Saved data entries
------------------------------

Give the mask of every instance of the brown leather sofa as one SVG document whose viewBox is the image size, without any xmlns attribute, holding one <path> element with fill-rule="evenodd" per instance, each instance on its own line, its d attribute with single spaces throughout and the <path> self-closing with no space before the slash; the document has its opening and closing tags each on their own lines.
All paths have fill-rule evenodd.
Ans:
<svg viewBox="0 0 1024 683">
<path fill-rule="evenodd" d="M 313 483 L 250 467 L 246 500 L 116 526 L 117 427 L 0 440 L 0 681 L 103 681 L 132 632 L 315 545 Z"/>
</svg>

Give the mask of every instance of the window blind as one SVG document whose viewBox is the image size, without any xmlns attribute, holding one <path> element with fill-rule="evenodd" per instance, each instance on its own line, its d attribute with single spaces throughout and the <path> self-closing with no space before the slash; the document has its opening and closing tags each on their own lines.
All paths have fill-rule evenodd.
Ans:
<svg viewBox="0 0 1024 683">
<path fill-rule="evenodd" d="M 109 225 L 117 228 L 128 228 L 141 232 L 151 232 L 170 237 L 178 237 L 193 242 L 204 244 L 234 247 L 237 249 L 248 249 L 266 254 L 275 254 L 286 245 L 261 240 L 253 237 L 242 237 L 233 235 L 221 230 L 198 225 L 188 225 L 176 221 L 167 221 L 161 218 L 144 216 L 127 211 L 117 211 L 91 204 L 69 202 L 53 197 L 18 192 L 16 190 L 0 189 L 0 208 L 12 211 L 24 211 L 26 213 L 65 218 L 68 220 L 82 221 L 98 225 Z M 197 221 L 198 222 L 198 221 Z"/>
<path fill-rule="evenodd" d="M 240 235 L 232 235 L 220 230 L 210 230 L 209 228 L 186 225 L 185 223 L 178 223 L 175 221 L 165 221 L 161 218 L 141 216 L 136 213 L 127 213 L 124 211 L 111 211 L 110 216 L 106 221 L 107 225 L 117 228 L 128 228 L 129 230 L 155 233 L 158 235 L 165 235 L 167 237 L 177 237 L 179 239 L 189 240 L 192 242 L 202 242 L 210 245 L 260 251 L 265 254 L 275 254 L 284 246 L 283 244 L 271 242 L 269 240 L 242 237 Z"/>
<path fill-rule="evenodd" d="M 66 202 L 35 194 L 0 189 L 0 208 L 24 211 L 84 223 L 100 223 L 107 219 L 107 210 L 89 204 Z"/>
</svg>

------------------------------

Your answer must be every line from the entries that contains the string "single", copied as it stands.

— RESPONSE AREA —
Give the mask of every instance of the brown leather sofa as one SVG document whose viewBox is the image size, without any xmlns attribute, holding one <path> element with fill-rule="evenodd" per instance, each instance on its own line, its d attribute with single spaces throughout and the <path> self-closing with no space before the slash; the document has its opening and closing tags each on their own lines.
Give the mask of every instance of the window blind as one SVG document whose viewBox is the image size, without any xmlns attribute, holding one <path> element with fill-rule="evenodd" per instance, each instance on its own line, its d attribute with single spaces throughout and the <path> self-closing with no space before the slash; the document has its opening and closing tags each on their own lines.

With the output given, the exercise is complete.